17 Dezembro 2014
Uma investigação inédita e altamente polêmica sobre cada uma das comunidades católicas femininas nos EUA que começou a partir da crítica de que estas irmãs estariam tendo uma “mentalidade secular” terminou, nesta terça-feira, com um relatório repleto de elogios, e sem nenhuma medida disciplinar ou mecanismos de controle.
A reportagem é de John L. Allen Jr., publicada por Crux, 16-12-2014. A tradução é de Isaque Gomes Correa.
Este resultado provavelmente será visto como um importante pedido de reconciliação do Vaticano para as irmãs americanas, bem como um sinal de uma abordagem mais conciliatória sob o comando do Papa Francisco.
“Desde os primeiros dias da Igreja Católica [nos Estados Unidos], as religiosas estiveram corajosamente na vanguarda (...) desinteressadamente atendendo às necessidades espirituais, morais, pedagógicas e físicas de inúmeras pessoas”, diz o texto.
Em particular, o relatório afirma que estas irmãs estão especialmente prontas para “entrar em ressonância com a insistência do Papa Francisco de que ‘nenhum de nós pode pensar que estamos isentos da preocupação pelos pobres e pela justiça social’”.

──────────────────────────────

**Enunciado 1**
Transforme em uma lista JSON de strings o trecho da listagem que vai da linha que contém "Could you please point out the supertree" até o fim da listagem, com uma string para cada linha e sem as linhas em branco.
A listagem não tem nenhuma relação com a reportagem.

**Listagem fornecida**

──────────────────────────────

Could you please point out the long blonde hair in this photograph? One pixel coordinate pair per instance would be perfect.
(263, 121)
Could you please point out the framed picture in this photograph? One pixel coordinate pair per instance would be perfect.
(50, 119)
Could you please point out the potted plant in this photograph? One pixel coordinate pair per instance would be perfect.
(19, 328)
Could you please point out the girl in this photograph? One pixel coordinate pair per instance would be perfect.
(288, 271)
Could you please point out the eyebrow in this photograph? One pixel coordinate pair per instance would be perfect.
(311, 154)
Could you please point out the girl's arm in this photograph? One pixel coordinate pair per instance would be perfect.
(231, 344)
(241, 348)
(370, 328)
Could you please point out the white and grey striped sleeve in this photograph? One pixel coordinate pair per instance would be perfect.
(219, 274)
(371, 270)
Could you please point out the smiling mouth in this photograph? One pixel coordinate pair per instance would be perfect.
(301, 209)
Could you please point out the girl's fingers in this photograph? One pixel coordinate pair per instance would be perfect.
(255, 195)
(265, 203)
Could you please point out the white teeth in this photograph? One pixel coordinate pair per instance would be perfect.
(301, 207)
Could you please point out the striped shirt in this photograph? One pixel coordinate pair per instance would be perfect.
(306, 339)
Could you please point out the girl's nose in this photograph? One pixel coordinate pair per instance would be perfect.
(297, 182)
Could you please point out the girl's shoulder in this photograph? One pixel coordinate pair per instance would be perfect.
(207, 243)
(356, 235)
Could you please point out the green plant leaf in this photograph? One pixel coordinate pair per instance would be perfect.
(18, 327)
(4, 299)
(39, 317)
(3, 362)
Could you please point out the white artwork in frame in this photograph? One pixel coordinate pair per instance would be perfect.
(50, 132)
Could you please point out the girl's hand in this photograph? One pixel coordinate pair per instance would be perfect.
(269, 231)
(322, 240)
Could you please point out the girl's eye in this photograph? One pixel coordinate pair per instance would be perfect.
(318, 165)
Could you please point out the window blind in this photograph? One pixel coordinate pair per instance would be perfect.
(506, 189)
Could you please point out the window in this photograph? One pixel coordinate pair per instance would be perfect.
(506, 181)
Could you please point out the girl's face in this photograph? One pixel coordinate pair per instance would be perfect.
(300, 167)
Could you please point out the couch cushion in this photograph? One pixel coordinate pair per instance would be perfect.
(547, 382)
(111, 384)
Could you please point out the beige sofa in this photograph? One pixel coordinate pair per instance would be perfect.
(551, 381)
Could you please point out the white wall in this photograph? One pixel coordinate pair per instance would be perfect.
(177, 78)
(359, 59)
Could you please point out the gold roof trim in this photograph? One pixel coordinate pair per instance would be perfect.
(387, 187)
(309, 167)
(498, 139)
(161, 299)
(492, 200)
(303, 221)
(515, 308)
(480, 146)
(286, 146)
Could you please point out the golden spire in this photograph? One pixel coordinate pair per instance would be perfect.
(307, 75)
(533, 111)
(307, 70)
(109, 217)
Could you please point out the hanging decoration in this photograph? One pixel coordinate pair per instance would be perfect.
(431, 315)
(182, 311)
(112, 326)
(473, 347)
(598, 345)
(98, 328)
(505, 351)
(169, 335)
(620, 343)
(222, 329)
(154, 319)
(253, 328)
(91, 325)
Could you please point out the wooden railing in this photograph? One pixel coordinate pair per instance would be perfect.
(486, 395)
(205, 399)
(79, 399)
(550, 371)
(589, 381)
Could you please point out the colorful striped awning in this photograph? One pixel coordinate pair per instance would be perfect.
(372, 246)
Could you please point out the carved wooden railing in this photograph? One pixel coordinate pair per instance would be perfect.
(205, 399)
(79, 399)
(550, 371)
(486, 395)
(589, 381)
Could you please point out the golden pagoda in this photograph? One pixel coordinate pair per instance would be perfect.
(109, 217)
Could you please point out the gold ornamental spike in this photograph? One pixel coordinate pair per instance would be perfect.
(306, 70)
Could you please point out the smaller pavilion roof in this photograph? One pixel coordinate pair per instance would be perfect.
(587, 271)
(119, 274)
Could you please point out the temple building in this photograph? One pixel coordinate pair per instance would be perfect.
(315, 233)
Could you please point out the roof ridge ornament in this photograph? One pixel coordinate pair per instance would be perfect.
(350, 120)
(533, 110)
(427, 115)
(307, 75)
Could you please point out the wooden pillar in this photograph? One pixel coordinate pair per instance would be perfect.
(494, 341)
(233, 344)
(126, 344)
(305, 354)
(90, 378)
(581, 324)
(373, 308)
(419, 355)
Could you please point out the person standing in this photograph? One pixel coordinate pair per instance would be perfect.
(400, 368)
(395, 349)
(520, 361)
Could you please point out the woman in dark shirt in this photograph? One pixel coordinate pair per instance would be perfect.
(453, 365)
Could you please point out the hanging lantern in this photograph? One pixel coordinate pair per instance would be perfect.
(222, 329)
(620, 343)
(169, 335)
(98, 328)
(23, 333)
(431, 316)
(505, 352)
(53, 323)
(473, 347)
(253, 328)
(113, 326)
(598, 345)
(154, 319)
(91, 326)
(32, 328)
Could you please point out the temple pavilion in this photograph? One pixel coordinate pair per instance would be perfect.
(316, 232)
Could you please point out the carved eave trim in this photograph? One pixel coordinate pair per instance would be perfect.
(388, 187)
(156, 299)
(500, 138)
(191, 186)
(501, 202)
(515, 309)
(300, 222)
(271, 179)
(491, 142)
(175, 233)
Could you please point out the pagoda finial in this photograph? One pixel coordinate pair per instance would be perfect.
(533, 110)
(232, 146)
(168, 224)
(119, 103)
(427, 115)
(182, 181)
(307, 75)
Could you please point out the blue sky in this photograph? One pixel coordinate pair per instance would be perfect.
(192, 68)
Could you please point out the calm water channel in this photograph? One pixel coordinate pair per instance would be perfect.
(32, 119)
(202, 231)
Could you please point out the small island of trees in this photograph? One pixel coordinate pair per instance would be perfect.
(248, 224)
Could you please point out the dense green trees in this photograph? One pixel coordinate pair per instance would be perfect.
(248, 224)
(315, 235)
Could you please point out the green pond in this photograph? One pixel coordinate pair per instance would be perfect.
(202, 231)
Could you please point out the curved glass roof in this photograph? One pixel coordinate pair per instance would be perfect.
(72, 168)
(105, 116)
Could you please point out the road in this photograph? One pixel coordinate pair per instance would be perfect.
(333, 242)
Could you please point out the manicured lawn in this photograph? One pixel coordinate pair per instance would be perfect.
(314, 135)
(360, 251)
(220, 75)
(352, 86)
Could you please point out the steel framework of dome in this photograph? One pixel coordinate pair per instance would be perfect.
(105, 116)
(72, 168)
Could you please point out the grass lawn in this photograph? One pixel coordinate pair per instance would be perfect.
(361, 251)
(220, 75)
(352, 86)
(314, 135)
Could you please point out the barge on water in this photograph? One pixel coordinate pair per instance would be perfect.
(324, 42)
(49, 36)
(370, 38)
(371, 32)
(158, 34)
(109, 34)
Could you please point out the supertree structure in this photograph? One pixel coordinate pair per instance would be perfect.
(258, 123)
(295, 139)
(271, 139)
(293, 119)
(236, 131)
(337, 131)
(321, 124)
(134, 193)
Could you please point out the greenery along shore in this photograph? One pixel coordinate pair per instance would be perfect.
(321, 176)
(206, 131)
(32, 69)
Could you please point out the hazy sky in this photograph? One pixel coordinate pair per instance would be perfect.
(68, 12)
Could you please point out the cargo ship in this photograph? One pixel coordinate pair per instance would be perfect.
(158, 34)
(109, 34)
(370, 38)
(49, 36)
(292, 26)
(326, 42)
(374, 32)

──────────────────────────────

**Enunciado 2**
Responda sobre a reportagem:
(a) Quem fez a tradução?
(b) Em que data o Crux a publicou?
(c) De que crítica partiu a investigação sobre as comunidades católicas femininas?

**Resposta do exercício 1**
[
  "Could you please point out the supertree structure in this photograph? One pixel coordinate pair per instance would be perfect.",
  "(258, 123)",
  "(295, 139)",
  "(271, 139)",
  "(293, 119)",
  "(236, 131)",
  "(337, 131)",
  "(321, 124)",
  "(134, 193)",
  "Could you please point out the greenery along shore in this photograph? One pixel coordinate pair per instance would be perfect.",
  "(321, 176)",
  "(206, 131)",
  "(32, 69)",
  "Could you please point out the hazy sky in this photograph? One pixel coordinate pair per instance would be perfect.",
  "(68, 12)",
  "Could you please point out the cargo ship in this photograph? One pixel coordinate pair per instance would be perfect.",
  "(158, 34)",
  "(109, 34)",
  "(370, 38)",
  "(49, 36)",
  "(292, 26)",
  "(326, 42)",
  "(374, 32)"
]

**Resposta do exercício 2**
(a) Isaque Gomes Correa.
(b) 16-12-2014.
(c) Da crítica de que as irmãs estariam tendo uma "mentalidade secular".